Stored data
■ ■ ■ ■ ■ ■ ■

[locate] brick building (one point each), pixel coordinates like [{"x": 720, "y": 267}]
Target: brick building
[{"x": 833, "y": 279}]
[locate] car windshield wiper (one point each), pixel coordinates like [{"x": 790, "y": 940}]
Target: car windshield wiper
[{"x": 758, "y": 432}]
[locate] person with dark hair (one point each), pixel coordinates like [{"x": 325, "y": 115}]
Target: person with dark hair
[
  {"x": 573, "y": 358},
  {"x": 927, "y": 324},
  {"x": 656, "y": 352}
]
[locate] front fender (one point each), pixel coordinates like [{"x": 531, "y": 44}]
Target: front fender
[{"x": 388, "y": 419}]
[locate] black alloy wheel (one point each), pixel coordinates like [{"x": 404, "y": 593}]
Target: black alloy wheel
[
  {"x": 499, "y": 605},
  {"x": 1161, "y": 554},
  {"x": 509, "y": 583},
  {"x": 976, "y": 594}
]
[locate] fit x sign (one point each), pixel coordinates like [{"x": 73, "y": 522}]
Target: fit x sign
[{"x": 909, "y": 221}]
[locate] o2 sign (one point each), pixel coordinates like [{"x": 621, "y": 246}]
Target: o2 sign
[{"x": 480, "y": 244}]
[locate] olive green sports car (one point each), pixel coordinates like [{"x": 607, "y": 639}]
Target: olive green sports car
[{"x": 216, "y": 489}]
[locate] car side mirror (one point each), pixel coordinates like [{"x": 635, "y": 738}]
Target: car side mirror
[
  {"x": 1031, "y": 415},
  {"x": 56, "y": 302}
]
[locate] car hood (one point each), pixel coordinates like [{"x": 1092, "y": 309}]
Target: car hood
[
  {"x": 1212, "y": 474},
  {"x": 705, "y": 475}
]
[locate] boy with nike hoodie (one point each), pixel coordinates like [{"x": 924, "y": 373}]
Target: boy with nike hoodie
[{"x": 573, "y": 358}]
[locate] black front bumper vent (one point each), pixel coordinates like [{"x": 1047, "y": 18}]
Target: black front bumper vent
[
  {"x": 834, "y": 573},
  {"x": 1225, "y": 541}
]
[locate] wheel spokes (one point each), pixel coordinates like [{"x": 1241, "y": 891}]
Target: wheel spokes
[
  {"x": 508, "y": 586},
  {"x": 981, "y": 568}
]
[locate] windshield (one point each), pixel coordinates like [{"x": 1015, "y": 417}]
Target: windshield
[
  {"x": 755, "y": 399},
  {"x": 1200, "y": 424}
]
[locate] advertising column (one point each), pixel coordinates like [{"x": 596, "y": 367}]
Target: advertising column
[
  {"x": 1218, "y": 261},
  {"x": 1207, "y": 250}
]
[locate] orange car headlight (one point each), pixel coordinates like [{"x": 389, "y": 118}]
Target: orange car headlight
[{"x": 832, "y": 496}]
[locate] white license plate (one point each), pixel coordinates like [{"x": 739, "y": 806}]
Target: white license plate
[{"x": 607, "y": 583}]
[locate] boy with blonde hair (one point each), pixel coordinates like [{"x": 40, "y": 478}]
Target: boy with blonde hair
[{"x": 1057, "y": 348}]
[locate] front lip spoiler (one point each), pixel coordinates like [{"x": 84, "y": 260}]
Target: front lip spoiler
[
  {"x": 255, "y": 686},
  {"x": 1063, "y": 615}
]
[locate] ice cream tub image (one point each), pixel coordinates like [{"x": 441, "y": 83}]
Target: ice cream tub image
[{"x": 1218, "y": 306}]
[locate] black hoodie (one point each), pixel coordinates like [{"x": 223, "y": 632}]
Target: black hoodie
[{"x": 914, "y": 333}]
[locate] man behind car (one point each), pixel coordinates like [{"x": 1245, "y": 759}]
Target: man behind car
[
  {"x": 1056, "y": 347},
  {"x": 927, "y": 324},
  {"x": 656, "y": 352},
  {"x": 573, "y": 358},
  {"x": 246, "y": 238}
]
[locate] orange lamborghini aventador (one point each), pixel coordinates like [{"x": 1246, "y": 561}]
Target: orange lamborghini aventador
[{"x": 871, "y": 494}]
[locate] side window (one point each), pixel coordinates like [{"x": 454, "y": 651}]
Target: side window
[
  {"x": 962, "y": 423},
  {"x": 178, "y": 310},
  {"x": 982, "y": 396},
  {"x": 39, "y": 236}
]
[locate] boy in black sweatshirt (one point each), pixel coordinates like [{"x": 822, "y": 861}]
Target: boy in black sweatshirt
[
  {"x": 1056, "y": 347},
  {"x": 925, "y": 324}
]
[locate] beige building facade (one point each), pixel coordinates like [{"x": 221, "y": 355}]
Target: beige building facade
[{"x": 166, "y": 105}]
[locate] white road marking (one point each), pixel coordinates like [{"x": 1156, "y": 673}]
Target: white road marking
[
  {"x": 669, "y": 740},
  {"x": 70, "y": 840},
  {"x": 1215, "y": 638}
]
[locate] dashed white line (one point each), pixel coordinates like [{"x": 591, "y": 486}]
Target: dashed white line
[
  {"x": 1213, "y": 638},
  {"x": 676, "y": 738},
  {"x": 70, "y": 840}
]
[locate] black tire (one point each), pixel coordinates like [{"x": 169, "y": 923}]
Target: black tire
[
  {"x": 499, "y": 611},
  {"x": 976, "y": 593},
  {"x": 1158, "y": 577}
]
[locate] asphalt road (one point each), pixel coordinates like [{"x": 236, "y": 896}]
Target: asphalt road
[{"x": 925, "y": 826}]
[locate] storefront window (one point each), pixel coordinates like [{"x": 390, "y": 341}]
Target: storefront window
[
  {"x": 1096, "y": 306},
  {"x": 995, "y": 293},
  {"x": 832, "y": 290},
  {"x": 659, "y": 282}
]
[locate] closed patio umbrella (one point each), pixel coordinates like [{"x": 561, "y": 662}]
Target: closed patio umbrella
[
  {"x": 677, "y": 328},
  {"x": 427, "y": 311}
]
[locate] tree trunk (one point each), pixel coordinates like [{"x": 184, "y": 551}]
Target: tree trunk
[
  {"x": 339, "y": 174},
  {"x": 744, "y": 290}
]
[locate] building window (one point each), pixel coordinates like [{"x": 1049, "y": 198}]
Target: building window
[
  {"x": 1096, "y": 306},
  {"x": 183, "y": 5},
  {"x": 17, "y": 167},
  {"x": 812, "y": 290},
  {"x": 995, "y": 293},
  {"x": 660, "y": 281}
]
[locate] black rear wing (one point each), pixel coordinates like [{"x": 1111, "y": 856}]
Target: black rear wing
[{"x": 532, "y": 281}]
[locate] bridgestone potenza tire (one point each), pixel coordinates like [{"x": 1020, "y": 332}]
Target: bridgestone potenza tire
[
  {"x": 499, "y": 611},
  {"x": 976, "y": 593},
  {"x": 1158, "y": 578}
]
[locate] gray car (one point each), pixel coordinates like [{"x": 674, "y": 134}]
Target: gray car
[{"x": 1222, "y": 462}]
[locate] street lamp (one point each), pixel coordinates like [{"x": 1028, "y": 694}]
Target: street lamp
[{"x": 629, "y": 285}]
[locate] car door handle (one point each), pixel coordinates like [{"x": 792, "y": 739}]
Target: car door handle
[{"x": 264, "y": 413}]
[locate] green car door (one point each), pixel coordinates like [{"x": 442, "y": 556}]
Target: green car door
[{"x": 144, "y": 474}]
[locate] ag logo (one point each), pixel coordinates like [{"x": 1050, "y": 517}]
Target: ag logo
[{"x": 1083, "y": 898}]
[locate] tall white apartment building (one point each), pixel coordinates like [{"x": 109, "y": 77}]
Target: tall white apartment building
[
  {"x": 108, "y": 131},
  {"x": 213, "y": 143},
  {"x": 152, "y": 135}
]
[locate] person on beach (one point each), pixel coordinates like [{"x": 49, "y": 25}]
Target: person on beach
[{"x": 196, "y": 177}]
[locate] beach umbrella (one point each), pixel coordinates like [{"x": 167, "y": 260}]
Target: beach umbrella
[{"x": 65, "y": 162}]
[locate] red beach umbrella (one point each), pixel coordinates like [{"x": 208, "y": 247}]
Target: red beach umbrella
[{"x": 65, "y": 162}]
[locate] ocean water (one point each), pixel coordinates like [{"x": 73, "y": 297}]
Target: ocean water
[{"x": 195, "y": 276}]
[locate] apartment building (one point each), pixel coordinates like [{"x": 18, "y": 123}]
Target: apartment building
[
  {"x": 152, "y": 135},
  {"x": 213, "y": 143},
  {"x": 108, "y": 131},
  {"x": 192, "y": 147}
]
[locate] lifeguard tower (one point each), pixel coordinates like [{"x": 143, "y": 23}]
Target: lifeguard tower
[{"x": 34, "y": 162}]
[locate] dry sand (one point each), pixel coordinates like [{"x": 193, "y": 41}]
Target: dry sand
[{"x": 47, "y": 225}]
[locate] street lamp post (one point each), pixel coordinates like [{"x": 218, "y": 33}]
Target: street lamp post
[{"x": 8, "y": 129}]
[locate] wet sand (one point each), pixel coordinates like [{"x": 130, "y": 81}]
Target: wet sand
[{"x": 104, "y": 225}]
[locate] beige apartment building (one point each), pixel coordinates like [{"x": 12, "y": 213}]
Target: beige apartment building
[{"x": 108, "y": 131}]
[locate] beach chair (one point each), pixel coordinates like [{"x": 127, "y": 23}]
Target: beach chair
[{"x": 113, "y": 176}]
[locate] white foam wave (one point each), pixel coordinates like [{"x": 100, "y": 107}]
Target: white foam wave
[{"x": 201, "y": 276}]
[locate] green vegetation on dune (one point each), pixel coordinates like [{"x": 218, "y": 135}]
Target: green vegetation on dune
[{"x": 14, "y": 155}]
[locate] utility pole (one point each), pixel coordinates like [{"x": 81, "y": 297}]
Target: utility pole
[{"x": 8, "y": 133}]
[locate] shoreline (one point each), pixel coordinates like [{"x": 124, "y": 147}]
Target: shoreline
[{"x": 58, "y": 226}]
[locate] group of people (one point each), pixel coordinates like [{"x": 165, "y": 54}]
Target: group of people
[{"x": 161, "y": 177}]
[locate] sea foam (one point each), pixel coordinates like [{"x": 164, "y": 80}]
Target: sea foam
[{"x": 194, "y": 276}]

■ ■ ■ ■ ■ ■ ■

STATED GOAL
Render everything from the line that contains "[locate] shoreline (one" down to the end of the entries above as a JSON list of strings, one string per line, leaving out blank lines.

CORRECT RESPONSE
[
  "[locate] shoreline (one point each), pixel coordinates like [{\"x\": 124, \"y\": 147}]",
  "Target: shoreline",
  "[{\"x\": 58, \"y\": 226}]",
  "[locate] group of people (one point each), pixel coordinates like [{\"x\": 165, \"y\": 54}]",
  "Target: group of people",
  "[{\"x\": 161, \"y\": 177}]",
  "[locate] sea foam (one point each), pixel coordinates like [{\"x\": 164, \"y\": 80}]",
  "Target: sea foam",
  "[{\"x\": 194, \"y\": 276}]"
]